Exercise aim | Output the data below word for word, starting at the line with "pedestrian in this photo." and ending with the line with "slab in this photo.", both lines included.

** Begin Material provided **

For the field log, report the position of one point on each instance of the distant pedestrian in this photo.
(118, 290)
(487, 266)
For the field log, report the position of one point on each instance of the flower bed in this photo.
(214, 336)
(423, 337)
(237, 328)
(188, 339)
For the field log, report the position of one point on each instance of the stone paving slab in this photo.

** End Material provided **
** Begin Material provided **

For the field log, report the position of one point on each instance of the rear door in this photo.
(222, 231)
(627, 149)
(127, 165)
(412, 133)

** End Material provided **
** Begin Material provided **

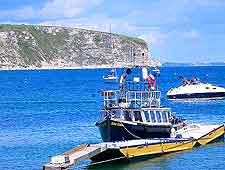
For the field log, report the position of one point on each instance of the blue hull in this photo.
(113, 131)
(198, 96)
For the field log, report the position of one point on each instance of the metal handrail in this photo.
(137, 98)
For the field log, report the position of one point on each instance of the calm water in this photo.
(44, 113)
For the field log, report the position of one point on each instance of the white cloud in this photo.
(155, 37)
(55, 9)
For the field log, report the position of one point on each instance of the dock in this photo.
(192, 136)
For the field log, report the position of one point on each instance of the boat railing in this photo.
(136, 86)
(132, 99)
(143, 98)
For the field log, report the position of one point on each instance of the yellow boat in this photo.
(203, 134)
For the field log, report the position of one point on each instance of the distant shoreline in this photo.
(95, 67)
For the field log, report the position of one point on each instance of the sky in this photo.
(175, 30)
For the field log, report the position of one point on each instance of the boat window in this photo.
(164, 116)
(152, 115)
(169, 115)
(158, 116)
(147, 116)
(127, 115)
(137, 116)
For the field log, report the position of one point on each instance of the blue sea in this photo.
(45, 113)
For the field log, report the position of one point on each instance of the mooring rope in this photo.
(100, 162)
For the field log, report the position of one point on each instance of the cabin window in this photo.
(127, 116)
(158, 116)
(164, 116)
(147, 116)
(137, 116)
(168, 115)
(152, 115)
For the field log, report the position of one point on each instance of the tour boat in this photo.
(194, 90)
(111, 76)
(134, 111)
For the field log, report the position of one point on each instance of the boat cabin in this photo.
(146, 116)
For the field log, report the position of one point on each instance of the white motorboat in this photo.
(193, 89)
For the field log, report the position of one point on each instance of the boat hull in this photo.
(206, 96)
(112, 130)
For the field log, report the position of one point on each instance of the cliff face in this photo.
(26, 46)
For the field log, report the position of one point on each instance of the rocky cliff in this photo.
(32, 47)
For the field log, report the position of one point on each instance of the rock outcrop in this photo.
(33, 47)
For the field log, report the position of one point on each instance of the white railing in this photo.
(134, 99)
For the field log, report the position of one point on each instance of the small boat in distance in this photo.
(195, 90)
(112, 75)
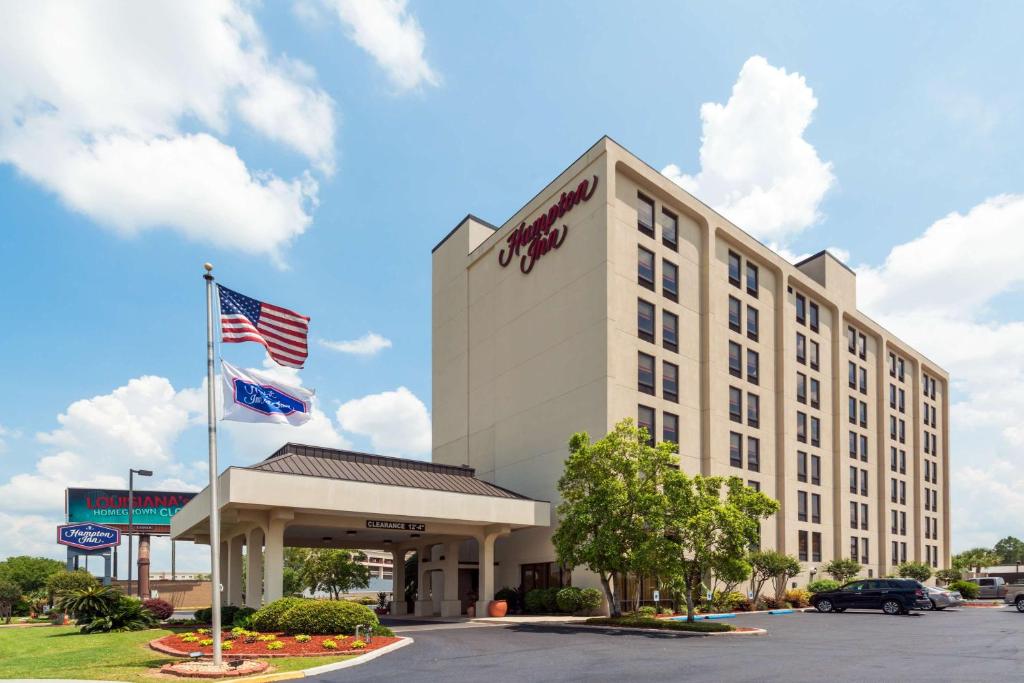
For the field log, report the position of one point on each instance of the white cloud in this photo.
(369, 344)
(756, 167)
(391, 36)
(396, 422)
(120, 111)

** End Material provided **

Problem solution |
For the field log, report the position of one point on each instance of the distant pedestrian in this photo.
(118, 290)
(487, 266)
For the field log, report the position of one point on each instance of the flower bed in this photo.
(214, 336)
(423, 337)
(237, 328)
(188, 339)
For the field log, report the position of one point on each instance of the stone paving slab in this photo.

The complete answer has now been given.